**Exercise aim:** Write out the entries below word for word, beginning at the line that contains "Could you please point to the staircase" and stopping after the line that contains "Could you please point to the concrete wall".

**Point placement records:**
★ ★ ★ ★ ★
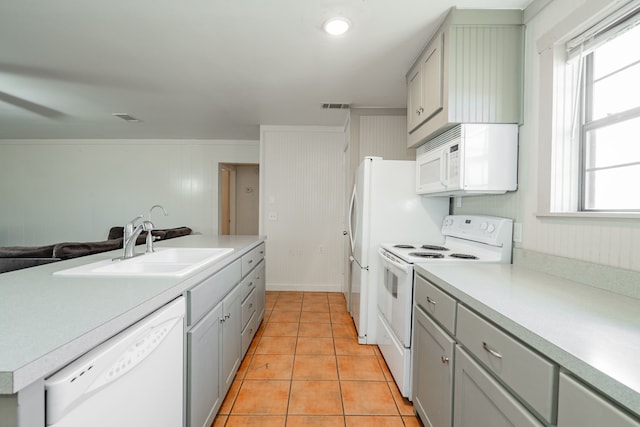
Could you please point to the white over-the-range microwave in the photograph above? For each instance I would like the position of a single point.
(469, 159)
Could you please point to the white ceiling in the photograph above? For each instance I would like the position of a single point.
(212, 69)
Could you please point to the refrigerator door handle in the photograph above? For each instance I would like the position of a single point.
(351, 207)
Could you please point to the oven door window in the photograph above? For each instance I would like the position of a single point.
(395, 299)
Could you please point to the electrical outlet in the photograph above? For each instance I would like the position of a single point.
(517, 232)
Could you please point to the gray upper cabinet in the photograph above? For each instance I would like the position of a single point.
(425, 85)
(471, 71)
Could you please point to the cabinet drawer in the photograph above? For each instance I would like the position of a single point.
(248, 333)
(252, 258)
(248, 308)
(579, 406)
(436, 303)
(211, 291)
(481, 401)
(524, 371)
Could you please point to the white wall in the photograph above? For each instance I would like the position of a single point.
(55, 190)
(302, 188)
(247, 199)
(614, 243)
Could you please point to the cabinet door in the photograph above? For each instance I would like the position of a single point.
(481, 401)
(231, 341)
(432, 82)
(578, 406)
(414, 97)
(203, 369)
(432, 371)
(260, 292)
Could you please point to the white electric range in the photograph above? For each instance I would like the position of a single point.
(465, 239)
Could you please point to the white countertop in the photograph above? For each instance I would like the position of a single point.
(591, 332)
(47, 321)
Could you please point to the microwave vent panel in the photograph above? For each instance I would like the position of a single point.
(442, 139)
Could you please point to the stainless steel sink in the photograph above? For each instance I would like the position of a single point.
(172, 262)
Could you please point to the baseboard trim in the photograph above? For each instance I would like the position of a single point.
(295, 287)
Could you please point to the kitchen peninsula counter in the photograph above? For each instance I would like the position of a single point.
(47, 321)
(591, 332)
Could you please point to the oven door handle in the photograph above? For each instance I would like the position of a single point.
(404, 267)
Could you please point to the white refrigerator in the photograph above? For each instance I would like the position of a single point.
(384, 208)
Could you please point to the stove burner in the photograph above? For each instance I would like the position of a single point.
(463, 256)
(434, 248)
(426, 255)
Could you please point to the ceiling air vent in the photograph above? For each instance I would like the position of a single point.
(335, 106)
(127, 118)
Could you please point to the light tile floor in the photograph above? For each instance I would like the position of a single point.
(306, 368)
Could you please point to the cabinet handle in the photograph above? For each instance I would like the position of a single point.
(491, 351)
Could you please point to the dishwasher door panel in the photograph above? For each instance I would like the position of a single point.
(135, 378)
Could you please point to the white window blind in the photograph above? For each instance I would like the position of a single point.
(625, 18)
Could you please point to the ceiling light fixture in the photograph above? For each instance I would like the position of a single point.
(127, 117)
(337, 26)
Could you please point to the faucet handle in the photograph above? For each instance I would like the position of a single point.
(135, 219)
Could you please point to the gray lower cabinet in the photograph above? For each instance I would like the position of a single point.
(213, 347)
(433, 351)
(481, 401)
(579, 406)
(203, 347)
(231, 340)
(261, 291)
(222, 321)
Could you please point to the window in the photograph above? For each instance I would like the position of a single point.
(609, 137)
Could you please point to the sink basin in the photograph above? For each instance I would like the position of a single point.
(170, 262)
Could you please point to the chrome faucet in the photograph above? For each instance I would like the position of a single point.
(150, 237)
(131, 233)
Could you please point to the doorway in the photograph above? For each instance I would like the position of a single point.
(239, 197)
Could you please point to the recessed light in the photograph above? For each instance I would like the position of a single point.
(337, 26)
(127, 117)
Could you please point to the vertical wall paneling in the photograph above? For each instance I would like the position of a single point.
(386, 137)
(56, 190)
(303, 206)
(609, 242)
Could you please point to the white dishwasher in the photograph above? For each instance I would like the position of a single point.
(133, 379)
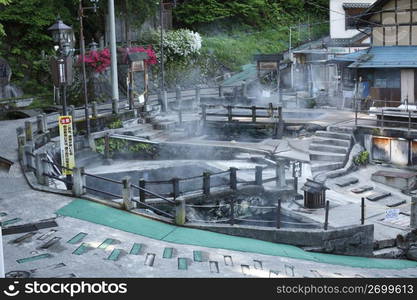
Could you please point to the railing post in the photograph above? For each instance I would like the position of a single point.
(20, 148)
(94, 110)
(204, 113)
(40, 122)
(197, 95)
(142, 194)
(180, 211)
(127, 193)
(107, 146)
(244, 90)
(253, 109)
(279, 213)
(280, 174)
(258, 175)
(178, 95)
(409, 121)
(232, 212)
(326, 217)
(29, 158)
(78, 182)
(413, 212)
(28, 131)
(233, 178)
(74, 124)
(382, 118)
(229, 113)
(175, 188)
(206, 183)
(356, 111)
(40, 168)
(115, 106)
★ ★ ★ ★ ★
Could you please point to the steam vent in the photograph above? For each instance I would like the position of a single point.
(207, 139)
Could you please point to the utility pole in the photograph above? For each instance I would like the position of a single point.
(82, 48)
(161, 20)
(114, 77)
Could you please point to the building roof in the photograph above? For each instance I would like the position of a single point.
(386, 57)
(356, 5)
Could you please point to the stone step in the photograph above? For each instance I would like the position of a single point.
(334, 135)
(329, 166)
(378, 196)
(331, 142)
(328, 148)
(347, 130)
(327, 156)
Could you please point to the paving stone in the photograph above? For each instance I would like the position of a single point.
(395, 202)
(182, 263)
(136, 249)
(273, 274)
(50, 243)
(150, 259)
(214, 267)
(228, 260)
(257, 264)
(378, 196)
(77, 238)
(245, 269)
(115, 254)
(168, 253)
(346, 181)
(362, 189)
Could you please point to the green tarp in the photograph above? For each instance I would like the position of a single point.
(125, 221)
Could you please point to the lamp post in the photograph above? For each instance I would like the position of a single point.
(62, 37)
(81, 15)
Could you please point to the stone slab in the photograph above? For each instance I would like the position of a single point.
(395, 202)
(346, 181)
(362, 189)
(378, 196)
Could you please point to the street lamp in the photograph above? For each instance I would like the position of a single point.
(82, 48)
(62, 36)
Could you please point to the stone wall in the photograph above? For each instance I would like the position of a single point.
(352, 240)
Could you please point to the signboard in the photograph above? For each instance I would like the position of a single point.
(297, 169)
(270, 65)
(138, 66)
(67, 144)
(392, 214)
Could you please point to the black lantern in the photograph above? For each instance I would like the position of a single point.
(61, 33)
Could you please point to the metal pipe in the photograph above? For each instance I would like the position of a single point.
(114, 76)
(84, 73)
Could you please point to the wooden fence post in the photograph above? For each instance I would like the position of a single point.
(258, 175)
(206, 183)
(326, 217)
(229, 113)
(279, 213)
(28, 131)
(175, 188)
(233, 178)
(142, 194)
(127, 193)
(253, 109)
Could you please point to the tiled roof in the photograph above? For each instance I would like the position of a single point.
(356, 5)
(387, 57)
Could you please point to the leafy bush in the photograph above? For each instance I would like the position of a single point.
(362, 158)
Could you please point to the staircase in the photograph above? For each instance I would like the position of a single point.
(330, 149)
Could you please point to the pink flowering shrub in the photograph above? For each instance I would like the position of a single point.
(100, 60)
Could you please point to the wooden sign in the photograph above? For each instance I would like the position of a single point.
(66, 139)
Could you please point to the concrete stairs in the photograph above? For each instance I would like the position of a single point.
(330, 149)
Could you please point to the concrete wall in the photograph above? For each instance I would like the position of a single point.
★ ★ ★ ★ ★
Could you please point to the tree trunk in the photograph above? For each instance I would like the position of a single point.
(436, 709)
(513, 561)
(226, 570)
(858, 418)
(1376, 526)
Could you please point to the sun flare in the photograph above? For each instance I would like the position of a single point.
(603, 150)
★ ★ ★ ★ ★
**Output for this exercise:**
Could you please point to the staircase in the photograph above? For each instance I would like the position of a single point.
(330, 149)
Could you please point to the pink flowering shrub in the photograph above? For each instance I would like the position of a single point.
(100, 60)
Could you please point to the wooden sign in the photograph above? For each instance I would like the position of a single point.
(66, 139)
Could you please point to the concrete stairs in the photograph above? For each instance I would like the position of a single point.
(330, 149)
Could you please point to the concrete wall in the photograph above? For each instance I would like the position of a single point.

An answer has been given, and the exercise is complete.